TO DO:
Look for the word "church" in the material below, then report each line where it occurs.

-- Opening Marker --

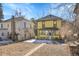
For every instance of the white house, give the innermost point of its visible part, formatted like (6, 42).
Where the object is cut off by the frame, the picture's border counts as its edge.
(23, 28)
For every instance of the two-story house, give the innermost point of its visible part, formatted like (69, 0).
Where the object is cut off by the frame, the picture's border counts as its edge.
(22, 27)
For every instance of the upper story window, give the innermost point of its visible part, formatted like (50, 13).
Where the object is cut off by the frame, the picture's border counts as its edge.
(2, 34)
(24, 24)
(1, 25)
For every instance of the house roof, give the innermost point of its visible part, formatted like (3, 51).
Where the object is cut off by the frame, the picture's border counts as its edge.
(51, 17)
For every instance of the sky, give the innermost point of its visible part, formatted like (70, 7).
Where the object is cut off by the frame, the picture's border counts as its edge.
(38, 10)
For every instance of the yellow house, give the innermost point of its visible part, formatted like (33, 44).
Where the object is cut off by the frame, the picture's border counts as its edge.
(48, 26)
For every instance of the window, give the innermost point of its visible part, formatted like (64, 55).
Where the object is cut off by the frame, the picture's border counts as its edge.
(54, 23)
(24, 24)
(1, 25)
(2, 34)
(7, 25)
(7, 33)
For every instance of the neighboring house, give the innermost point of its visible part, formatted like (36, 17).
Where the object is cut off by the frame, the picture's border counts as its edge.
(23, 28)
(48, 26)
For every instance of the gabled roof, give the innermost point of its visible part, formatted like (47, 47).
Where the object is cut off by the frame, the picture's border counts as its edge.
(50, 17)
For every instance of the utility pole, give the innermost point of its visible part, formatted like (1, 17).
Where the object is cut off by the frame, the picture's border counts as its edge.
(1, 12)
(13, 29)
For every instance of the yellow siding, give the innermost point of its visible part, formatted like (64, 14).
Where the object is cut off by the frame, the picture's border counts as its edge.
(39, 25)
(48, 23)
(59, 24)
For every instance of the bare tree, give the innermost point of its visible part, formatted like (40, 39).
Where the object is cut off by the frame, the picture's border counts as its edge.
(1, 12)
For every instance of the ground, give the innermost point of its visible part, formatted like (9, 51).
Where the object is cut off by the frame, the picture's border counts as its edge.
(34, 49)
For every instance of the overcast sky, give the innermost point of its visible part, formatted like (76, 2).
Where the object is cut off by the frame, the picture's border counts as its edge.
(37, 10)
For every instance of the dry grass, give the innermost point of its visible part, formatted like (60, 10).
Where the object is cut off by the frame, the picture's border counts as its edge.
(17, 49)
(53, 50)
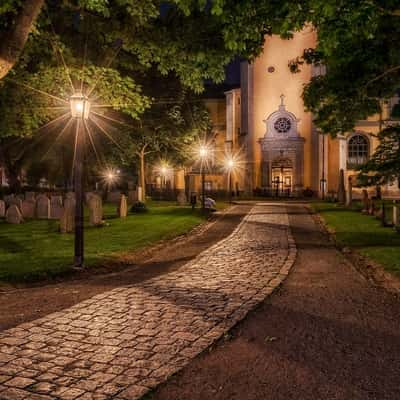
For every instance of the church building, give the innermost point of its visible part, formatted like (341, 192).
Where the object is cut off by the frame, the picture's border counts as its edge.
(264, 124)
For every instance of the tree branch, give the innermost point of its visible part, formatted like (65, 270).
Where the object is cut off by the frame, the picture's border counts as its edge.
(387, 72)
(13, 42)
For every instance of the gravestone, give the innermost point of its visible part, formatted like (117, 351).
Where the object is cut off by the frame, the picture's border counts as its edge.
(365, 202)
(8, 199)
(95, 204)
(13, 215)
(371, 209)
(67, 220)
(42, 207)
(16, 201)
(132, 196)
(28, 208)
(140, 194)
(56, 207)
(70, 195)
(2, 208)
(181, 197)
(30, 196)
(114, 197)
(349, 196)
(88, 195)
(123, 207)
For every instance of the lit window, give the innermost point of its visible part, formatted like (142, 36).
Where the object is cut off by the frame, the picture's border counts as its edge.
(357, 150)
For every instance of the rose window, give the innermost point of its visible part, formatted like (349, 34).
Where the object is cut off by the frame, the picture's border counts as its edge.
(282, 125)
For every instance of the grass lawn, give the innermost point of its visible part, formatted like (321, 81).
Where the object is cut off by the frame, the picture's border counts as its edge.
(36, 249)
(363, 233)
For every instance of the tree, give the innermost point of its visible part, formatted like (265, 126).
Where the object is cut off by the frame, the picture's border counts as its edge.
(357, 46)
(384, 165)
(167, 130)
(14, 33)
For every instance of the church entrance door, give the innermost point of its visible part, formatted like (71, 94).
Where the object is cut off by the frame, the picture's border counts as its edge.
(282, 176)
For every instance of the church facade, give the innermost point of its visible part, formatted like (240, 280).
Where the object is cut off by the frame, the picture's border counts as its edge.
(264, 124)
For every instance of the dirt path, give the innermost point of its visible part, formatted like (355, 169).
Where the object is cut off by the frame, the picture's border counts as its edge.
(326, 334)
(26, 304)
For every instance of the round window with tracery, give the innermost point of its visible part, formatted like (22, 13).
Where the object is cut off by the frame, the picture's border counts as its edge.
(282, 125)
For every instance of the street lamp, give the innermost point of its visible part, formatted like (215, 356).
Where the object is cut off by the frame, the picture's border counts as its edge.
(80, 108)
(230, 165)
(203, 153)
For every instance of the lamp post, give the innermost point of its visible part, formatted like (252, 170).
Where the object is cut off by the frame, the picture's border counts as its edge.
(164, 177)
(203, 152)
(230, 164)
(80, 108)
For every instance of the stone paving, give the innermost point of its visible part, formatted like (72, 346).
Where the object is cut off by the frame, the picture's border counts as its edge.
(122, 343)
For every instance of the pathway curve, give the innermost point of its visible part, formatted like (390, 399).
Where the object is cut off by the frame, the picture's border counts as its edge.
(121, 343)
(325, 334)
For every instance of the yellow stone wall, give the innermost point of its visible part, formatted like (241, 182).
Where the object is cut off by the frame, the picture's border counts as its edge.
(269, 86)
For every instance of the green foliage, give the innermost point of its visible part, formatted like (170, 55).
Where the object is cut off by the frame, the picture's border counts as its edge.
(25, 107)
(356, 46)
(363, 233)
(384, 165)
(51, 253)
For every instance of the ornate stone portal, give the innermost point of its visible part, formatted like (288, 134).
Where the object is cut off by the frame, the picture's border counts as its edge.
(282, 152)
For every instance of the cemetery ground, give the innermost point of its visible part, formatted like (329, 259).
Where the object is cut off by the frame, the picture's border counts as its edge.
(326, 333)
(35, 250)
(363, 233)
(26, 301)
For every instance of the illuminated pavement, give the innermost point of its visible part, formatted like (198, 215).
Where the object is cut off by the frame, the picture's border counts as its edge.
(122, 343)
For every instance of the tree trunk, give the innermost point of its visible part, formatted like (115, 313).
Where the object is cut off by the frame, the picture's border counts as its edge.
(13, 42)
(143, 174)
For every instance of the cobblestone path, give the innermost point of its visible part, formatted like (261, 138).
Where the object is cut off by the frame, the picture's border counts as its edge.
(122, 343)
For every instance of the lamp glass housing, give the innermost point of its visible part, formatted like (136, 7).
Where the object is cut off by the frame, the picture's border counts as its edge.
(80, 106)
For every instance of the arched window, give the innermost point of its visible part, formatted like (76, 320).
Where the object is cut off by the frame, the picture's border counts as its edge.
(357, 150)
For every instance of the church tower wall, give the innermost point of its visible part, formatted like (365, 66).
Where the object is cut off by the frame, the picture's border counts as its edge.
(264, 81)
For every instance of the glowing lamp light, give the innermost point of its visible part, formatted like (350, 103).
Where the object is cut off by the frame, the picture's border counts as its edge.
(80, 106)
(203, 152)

-- Closing Marker --

YOUR RESPONSE:
For every instance of the church building, give the innermost point of its visible part, formatted like (341, 192).
For every instance of the church entrance door, give the innermost point of its visible part, formatted like (71, 94).
For every instance of the church facade, give the innermost point of its visible part, formatted like (240, 280).
For every instance of the church tower wall, give the innermost point of its visible part, formatted like (365, 66).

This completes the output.